┌──

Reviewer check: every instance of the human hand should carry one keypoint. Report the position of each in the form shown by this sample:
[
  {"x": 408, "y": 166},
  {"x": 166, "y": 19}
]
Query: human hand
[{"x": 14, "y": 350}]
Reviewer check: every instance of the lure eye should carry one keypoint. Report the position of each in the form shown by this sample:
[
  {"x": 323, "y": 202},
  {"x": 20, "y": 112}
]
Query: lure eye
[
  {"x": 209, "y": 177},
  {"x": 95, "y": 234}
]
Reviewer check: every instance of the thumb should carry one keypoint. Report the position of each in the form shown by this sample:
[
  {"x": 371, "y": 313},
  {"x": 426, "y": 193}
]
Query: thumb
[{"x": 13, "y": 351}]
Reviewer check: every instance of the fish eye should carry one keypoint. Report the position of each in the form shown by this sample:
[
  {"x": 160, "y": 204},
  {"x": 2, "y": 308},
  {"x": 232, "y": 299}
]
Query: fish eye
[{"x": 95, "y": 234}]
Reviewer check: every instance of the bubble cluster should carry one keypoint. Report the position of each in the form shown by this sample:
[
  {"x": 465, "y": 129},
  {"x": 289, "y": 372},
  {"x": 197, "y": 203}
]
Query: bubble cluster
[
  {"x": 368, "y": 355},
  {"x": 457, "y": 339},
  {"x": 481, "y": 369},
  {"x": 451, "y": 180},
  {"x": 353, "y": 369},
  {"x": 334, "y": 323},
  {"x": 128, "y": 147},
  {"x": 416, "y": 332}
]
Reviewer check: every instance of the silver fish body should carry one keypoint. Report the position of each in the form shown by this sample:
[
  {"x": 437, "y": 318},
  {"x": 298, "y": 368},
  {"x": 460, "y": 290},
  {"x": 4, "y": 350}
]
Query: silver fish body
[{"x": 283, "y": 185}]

└──

• Aim of the task: For every line in the data above that has the string "carry", return that line.

• Output of the task:
Reviewer check: every instance of the human hand should carry one keypoint. Report the position of each in the form shown by this sample:
Reviewer check: every instance of the lure eye should carry one keypoint. Report the position of each in the form shown by this sample:
Reviewer check: every instance of the thumb should carry one keypoint. Report the position of each in the form shown by this sample:
Reviewer check: every instance of the fish eye should carry one keypoint. Report the position of each in the form shown by this sample:
Reviewer check: every instance of the bubble cluster should carry one keypoint. Report the position of each in the form shown by this sample:
Reviewer check: every instance of the silver fish body should carry one keypoint. Report the position of each in the form shown by this sample:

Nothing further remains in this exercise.